**AIM**: Repeat, without any change, the entries presented below.

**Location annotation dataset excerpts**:
=-=-=-=-=

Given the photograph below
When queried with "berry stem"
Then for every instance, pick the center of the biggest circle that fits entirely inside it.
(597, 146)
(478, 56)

=-=-=-=-=

**RESPONSE**:
Given the photograph below
When queried with "berry stem"
Then for every instance, pick the center of the biggest circle that fits entirely inside it.
(597, 146)
(478, 56)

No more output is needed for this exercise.